# AIM OF THE EXERCISE
Return every record below exactly as written, omitting any pictures.

━━ DATASET ENTRIES ━━

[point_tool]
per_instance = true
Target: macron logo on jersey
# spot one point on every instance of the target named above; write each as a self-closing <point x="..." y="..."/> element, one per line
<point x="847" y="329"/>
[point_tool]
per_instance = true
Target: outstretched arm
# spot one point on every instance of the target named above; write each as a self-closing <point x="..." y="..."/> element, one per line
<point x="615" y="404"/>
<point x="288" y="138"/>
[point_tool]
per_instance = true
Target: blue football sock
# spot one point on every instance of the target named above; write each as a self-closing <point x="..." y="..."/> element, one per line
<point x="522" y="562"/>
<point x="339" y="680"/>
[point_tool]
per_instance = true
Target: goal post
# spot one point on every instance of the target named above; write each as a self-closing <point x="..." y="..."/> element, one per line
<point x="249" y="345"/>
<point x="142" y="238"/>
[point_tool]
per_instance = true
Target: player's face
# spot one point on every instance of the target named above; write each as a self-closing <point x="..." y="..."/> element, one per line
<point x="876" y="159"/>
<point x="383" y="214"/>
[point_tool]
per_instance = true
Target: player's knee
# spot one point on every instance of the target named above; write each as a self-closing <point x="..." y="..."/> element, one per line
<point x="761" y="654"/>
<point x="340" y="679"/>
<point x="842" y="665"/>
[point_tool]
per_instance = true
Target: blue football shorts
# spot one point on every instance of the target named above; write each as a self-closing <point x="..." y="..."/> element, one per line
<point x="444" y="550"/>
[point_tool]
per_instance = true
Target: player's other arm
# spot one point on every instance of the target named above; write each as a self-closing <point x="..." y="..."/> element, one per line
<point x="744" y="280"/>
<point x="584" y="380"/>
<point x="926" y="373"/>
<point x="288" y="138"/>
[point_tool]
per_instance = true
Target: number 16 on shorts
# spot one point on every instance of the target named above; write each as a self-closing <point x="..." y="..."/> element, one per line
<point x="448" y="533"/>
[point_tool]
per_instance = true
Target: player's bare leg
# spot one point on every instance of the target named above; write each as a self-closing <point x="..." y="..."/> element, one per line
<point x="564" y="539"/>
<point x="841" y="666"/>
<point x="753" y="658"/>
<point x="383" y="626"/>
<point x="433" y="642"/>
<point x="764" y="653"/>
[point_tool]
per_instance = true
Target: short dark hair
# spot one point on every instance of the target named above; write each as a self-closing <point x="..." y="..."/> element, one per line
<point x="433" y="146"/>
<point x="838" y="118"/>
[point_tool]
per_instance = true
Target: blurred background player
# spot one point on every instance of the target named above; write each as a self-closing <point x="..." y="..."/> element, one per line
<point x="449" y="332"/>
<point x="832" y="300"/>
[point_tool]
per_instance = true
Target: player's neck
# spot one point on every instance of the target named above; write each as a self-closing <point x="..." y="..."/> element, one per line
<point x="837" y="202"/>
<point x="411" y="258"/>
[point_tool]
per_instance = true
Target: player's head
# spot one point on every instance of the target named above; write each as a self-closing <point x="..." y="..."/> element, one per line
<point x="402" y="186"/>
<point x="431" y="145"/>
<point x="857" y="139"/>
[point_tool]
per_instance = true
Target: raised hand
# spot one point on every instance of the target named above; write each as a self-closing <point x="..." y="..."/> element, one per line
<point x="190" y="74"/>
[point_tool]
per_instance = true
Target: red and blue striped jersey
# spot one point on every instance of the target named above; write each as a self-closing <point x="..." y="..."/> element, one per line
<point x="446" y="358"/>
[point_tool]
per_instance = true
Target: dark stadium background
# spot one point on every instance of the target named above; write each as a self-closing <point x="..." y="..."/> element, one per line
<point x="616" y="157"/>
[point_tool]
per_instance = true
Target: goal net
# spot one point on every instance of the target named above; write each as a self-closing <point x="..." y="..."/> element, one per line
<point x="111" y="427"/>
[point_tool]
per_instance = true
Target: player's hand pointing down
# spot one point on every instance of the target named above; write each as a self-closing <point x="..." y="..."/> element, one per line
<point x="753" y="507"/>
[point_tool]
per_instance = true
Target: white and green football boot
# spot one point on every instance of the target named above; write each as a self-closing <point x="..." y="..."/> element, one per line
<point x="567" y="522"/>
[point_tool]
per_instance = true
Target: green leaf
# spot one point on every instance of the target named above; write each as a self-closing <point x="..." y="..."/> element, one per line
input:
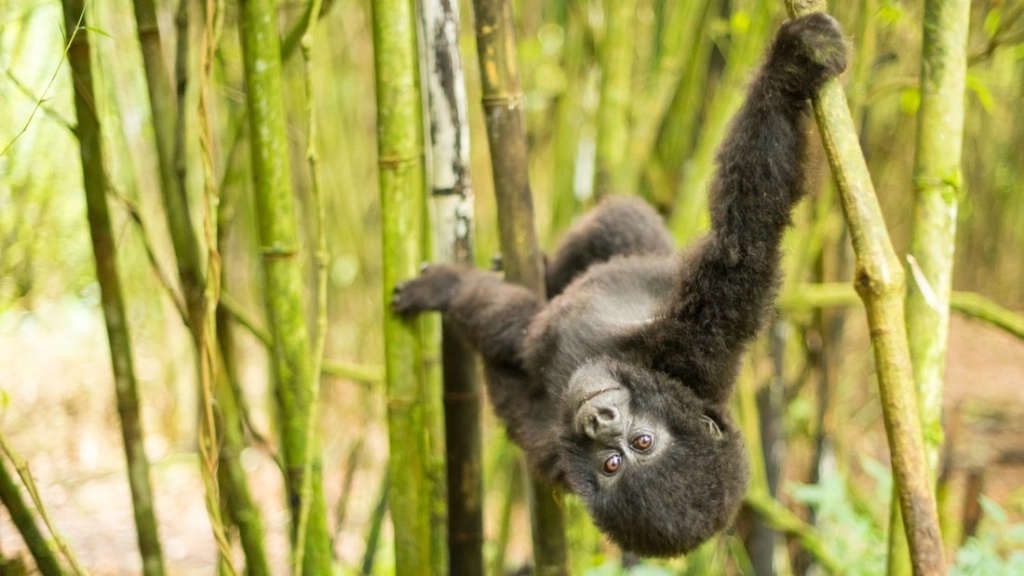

━━━

# FINAL RESULT
[point_tool]
per_instance = true
Target: macron logo on jersey
# spot one point on every instance of the target named above; write each as a self-closing <point x="..." y="..."/> element, one per line
<point x="847" y="329"/>
[point_tool]
per_instance = true
Target: outstretched arm
# spot one point on every instance of the target named above; write each as a self-closing <point x="..." y="..."/> element, one per line
<point x="615" y="404"/>
<point x="288" y="138"/>
[point_tool]
per_instance = true
Target: blue football sock
# spot one point on every instance of the target named above; write each as a self-closing <point x="..." y="..."/> element, one per line
<point x="522" y="562"/>
<point x="339" y="680"/>
[point_tool]
per_instance = true
Target: goal post
# spot one point on every instance of the target named above; write each as a self-closing <point x="..." y="..."/> element, one per line
<point x="249" y="345"/>
<point x="142" y="238"/>
[point_tool]
per_instance = true
Target: player's face
# spot one point on every instance of the target named above; write each as a self-closing <point x="..." y="..."/> element, one per line
<point x="876" y="159"/>
<point x="383" y="214"/>
[point_tool]
per_instance = true
Target: player's knee
# spot one point on every instance of the target named above; write each as a self-closing <point x="..." y="..."/> element, one per line
<point x="761" y="654"/>
<point x="340" y="679"/>
<point x="842" y="665"/>
[point_tool]
per_instance = true
Target: blue football shorts
# spot one point on every instance of the target named above; write each as a self-closing <point x="..." y="..."/> element, one per line
<point x="444" y="550"/>
[point_tool]
per_instance = true
Target: player's other arm
# spot one point on every instance of the target named above; write each as a self-closing <point x="..." y="..."/> element, one per line
<point x="744" y="280"/>
<point x="584" y="380"/>
<point x="926" y="373"/>
<point x="288" y="138"/>
[point_tool]
per_instance = true
Target: number 16 on shorts
# spot one point on every instance of the target named above; write each as a self-closing <point x="..." y="..."/> element, one per line
<point x="448" y="533"/>
[point_tool]
per_instance = true
Target: player's bare leg
# spot one point on every instance of the target named above; write each as a self-closing <point x="..." y="..."/> element, one per line
<point x="564" y="539"/>
<point x="841" y="666"/>
<point x="753" y="658"/>
<point x="383" y="626"/>
<point x="433" y="642"/>
<point x="764" y="653"/>
[point_tool]
per_instance = true
Target: short dark hair
# spot one point on every instance of the target named above; write each as a self-closing <point x="..." y="..."/> element, one per line
<point x="433" y="146"/>
<point x="838" y="118"/>
[point_tool]
per_instance = true
Target: blurred background player
# spot one point on every instance of the target named above; write each as a self-closing <point x="..." y="..."/> element, one per line
<point x="449" y="332"/>
<point x="832" y="300"/>
[point_tool]
per_instance = true
Target: player's neck
# spot one point on every instance of the target named above; write each as a self-closing <point x="..." y="..."/> element, one per line
<point x="837" y="202"/>
<point x="411" y="258"/>
[point_tool]
per_instance = true
Target: player's head
# spot one point on every instance of the target named above; write each as a self-closing <point x="..." y="..."/> element, one per line
<point x="402" y="186"/>
<point x="431" y="145"/>
<point x="857" y="139"/>
[point_tool]
per_instance = true
Target: raised hand
# spot one point on every instance of the target named above; write each as a self-closing <point x="..." y="..."/> element, one per line
<point x="190" y="74"/>
[point_tool]
per_instance = true
Target: red and blue striped jersey
# spot one point on every instance of the target named above; write each as a self-closing <point x="..." y="..."/> element, one per line
<point x="446" y="358"/>
[point_tool]
per_instance = true
Target: dark stadium background
# spot one point on every instance of the target named above; write each as a self-closing <point x="..." y="..."/> element, one per line
<point x="616" y="157"/>
[point_tool]
per_instance = true
Target: goal net
# spot one point on every instance of the target named above; write each as a self-closing <point x="..." y="..."/> element, one per line
<point x="111" y="427"/>
[point_tool]
per_instance = true
Target: player's hand pointing down
# spot one point on every instance of the target named above; write each as a self-closing <point x="..." y="..."/> element, one per line
<point x="753" y="507"/>
[point_tool]
per_instance = true
Target: white and green football boot
# spot one point on every instance of the target named above; write each as a self-closing <point x="..." y="..."/> element, one per line
<point x="567" y="522"/>
[point_tool]
per_instance = true
Target: green leaf
# spot one point on every instance of the target named above; write each as a self-closing <point x="..." y="..."/> element, one per line
input:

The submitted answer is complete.